Work to complete
May I please have every record restated word for word, with the images left out?

Data to examine
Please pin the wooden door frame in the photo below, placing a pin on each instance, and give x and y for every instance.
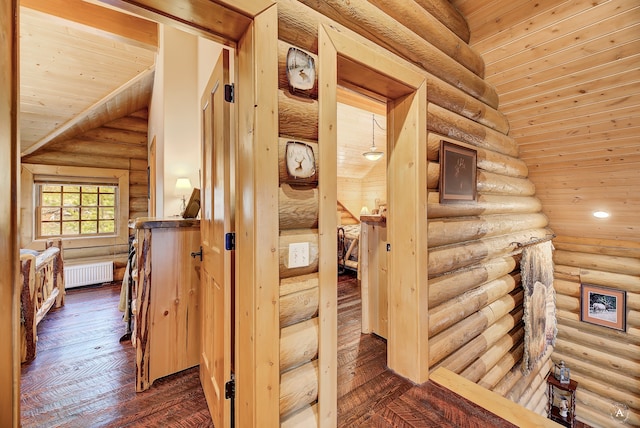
(358, 62)
(256, 139)
(9, 210)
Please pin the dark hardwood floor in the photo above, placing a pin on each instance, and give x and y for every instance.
(84, 377)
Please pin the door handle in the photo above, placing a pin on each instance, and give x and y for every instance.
(195, 254)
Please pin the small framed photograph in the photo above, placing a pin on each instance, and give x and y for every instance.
(458, 173)
(603, 306)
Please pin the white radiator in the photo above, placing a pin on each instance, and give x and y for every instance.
(87, 274)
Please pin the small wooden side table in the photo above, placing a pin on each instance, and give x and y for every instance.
(556, 391)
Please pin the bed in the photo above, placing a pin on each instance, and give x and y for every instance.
(348, 247)
(41, 288)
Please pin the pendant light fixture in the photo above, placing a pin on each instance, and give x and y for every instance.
(373, 154)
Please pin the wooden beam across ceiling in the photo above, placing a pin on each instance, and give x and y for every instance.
(134, 29)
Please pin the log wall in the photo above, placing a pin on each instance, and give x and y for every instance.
(120, 144)
(475, 307)
(604, 362)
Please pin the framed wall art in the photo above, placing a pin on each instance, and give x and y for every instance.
(603, 306)
(458, 182)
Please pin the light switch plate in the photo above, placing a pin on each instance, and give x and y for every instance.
(298, 254)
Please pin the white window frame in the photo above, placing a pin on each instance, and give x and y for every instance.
(31, 173)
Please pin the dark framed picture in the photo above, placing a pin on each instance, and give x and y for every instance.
(603, 306)
(458, 182)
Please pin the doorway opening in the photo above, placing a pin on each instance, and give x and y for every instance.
(361, 195)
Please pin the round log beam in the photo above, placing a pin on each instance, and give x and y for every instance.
(486, 204)
(298, 344)
(432, 31)
(298, 388)
(298, 25)
(445, 231)
(446, 287)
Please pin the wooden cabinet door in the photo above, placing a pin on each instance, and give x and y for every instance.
(216, 277)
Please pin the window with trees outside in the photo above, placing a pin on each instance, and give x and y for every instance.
(88, 207)
(76, 209)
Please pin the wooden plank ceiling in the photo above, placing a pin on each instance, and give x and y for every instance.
(75, 77)
(567, 73)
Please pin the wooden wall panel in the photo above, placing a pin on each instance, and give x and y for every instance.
(602, 360)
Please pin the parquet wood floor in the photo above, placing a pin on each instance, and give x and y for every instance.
(84, 377)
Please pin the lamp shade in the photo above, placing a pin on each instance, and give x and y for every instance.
(373, 154)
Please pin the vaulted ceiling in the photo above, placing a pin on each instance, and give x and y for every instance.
(566, 71)
(81, 66)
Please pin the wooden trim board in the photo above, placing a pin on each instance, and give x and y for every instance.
(497, 404)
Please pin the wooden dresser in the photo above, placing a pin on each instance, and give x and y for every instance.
(373, 275)
(165, 306)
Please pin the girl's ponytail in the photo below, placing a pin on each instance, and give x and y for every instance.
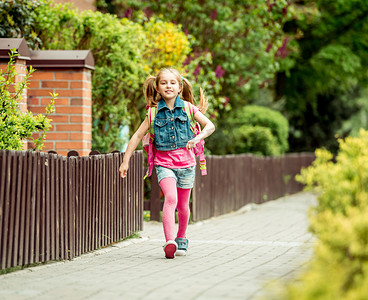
(150, 92)
(187, 94)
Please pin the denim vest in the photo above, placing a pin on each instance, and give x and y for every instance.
(172, 127)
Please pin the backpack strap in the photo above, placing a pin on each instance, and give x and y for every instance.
(152, 111)
(190, 112)
(199, 148)
(148, 139)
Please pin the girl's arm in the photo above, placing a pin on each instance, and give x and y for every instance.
(132, 145)
(208, 129)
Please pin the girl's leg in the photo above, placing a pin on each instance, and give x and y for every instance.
(183, 211)
(168, 187)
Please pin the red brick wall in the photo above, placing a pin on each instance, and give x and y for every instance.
(72, 120)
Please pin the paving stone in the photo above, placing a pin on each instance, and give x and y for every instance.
(235, 256)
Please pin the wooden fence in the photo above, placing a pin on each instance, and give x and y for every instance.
(236, 180)
(54, 207)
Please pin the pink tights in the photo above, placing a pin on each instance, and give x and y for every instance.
(175, 198)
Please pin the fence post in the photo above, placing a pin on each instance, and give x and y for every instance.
(155, 205)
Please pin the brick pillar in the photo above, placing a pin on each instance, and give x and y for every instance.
(20, 65)
(67, 73)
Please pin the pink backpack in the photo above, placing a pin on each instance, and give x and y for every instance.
(149, 145)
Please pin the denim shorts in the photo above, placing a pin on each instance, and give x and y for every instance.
(184, 177)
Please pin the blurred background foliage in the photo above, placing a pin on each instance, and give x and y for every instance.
(339, 269)
(304, 59)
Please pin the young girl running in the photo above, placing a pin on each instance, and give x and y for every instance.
(174, 157)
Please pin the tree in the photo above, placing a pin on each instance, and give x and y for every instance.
(241, 39)
(323, 75)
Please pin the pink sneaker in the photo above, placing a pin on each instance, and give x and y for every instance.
(170, 248)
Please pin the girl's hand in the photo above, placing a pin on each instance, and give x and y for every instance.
(191, 144)
(123, 169)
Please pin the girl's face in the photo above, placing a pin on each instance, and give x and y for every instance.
(168, 86)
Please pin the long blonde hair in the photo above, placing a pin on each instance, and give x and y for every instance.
(153, 97)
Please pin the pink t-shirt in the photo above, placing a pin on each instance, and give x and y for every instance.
(178, 158)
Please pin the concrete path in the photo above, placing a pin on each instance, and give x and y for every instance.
(230, 257)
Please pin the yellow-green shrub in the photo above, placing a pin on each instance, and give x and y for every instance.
(339, 269)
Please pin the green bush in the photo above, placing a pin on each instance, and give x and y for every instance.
(15, 126)
(255, 139)
(339, 269)
(252, 129)
(265, 117)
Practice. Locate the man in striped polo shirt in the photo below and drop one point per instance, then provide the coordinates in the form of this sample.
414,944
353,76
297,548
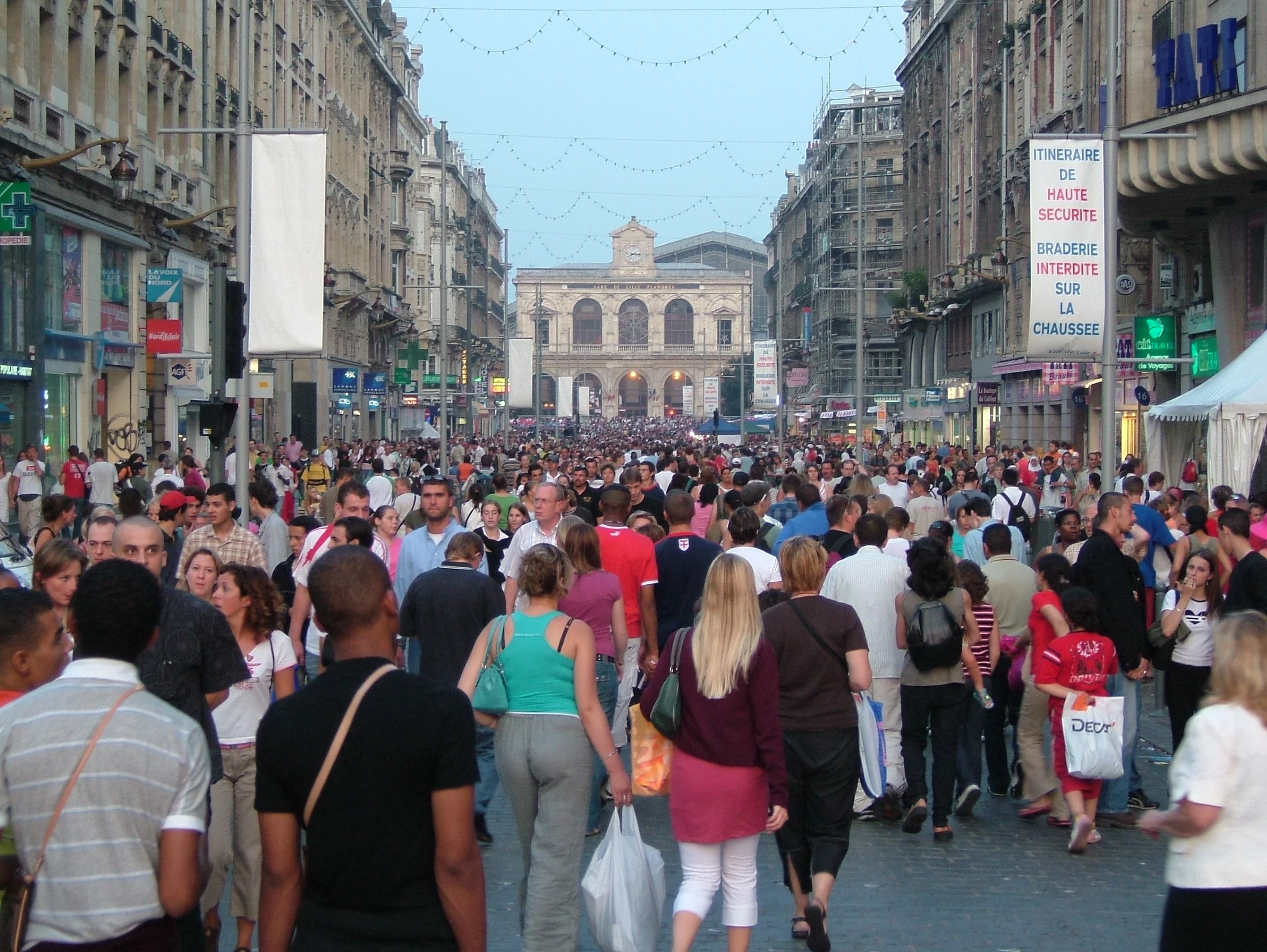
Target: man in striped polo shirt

Task response
Please pin the wooden door frame in the photo below, placing a pin on each instance, and give x and y for every instance.
(358, 62)
(256, 139)
(9, 210)
Please pin the dark hardwood floor in the photo above, placing a pin on each instance, and give x and y for every instance.
(84, 377)
Please pin the door handle in the photo above, placing a pin on each instance, and give x and y for every instance.
(195, 254)
Please pin the small framed photograph in the photo above, placing a pin on each instance, and give x and y for every instance.
(458, 173)
(603, 306)
Please pin the white radiator in the photo above, placing a pin on each instance, and give x and y for every instance.
(87, 274)
Please pin the small wooden side table in the photo above, placing a pin on each instance, and give x and y for every instance.
(556, 391)
Please pin the bed in the photo above, placing a pin on each instance, and give x and y for every instance.
(348, 247)
(41, 288)
Please pin the pendant light fixture in the photo above, placing a pin on each instance, and give x and y for every instance.
(373, 154)
Please pin the wooden beam across ceiling in the photo above, placing a pin on each instance, and give x and y for every instance.
(134, 29)
Please pin the log wall in the photo above, placing a pin on each instance, and give x and y for every instance.
(120, 144)
(475, 307)
(604, 362)
Please pin the framed wall art in the photo above, placing a pin on each instance, and give x and y for every instance.
(603, 306)
(458, 182)
Please pin the light switch plate in the photo above, placing a pin on each instance, and give x and y for every instance.
(298, 254)
Please pin the white window frame in the photo above, placing a pin on each instance, and give x and y for every instance.
(31, 173)
Please pin the dark framed picture in the photo above, placing a pin on each instance, and give x and y for every instance.
(603, 306)
(458, 182)
Please pin the doorway opening in the photo above, placing a pin on each instance, and give x and y for every instance.
(361, 195)
Please pin the round log beam in the photo above, placing a pin on each instance, and give x and y for every instance.
(486, 204)
(298, 344)
(432, 31)
(298, 388)
(298, 25)
(445, 231)
(446, 287)
Please pin the wooden cabinet door in the photo above, placing a pin on each instance, and give x and y for every instance.
(216, 277)
Please pin the window with trees outside in the photo above, placing a pin on each instance, and give x and y for every instance.
(88, 207)
(76, 209)
Please pin the wooden plank ceiling in the photo above, placing a pin on each instance, and give x and y for every instance.
(75, 77)
(567, 73)
Please pin the wooden wall panel in the photo above, placing a pin on each instance, and give x and y for every instance.
(602, 360)
Please pin the parquet wood floor in the photo above, placing a pin on each instance, and give x and y for every instance.
(84, 377)
Please pin the lamp shade in the photo above, placing a pin on each instance, and give x and y for every instance.
(373, 154)
Please pin the vaulted ceiling in the photo above, placing a pin on each instance, and give x and y for every instance.
(566, 71)
(81, 66)
Please pin the wooden trim board in the photo above, placing a pin on each instance, and give x and y for every instance.
(497, 404)
Please pin the wooden dresser in the photo above, placing a pin on each instance, and give x and y for every instance.
(373, 275)
(165, 306)
Please pin the girl's ponytail in the photo below, placing a pin on each instance, and give x and y for every instance.
(150, 92)
(187, 94)
Please pin the denim vest in the photo above, placing a pin on each instance, and give x and y for every instance.
(172, 127)
Please pin the backpack strap in the photo above, placing a pin on each instance, and give x and y for every instance.
(152, 111)
(190, 112)
(199, 148)
(148, 139)
Please pin the girl's arm in the photo above, placing a pin on each instance, and give x and y for every instance.
(132, 145)
(208, 129)
Please pin the girl's leg in the photo above, placing a pin on each instance, and give x and y for every instance.
(183, 211)
(168, 187)
Please pin the red brick wall in the photo above, placing a pin on each instance, and give x and y for every instance.
(72, 120)
Please pin the paving stone in the photo above, placing a pin on each instance, and give x and y for every instance.
(235, 256)
Please pin the wooden fence in the photo above, placing a pin on each instance, and give x and y for every instance.
(236, 180)
(54, 207)
Please pin the pink tights in the photo above, placing a pin on each instance, and give x and y for every instance.
(175, 198)
Please pin the fence post in the photo above, placing a pin on each instance, and give x and y for every instance.
(155, 205)
Please pin the brick pillar in the photo above, placing a pin on each instance, and give x and y for every instance.
(20, 65)
(67, 73)
Please pin the pink backpack in the photo above, placing a pin on each instance, and give x and y for every instance.
(149, 145)
Please pin the denim shorts in the photo above, placing a pin on each instance, and give x and y for every instance.
(184, 177)
Please pin the blurred background foliage in the photo above, placing a pin on each instance, and give x and y for every instance.
(339, 269)
(304, 59)
Please pin the young girl running in the photo above, placing a pin on each instance, and give x and y for every instance.
(174, 157)
Please pin the tree in the photo above, placing a pin on each instance, and give x and y for every instance.
(241, 39)
(323, 75)
Please pin the pink sneaker in the photo above, placing a pin on each instance, and give x and y for every instance.
(170, 248)
Please pin the girl's hand in the photo above, placing a pin on each instance, and give x and y for every instance.
(191, 144)
(123, 169)
Please pin the girl's face in the photo above, placing a pin on each instance, and give x and y for every instance.
(168, 86)
Please pin the long blonde hair in the photo above, placing a pin on each instance, and give x and y for every instance.
(153, 97)
Please pin the pink t-shirt in the photo above, placing a pin on each instance, and give x and y for every instance.
(178, 158)
Please pin the concrete path in the photo above, placing a pin on each instance, and give x and y for every instance.
(230, 257)
Please pin the yellow-green shrub in the photo above, placing a pin on each instance, and give x and y for every instance.
(339, 269)
Please pin the green bush in the photo above, placing a pin on each instance, and give x and y for every instance.
(15, 126)
(255, 139)
(339, 269)
(252, 129)
(265, 117)
Practice. Locate the man in striped polo shirt in the photo below and drop one point per instance, then provide the coordinates in the form of this sample.
414,944
353,76
297,548
Target: man in striped polo shirt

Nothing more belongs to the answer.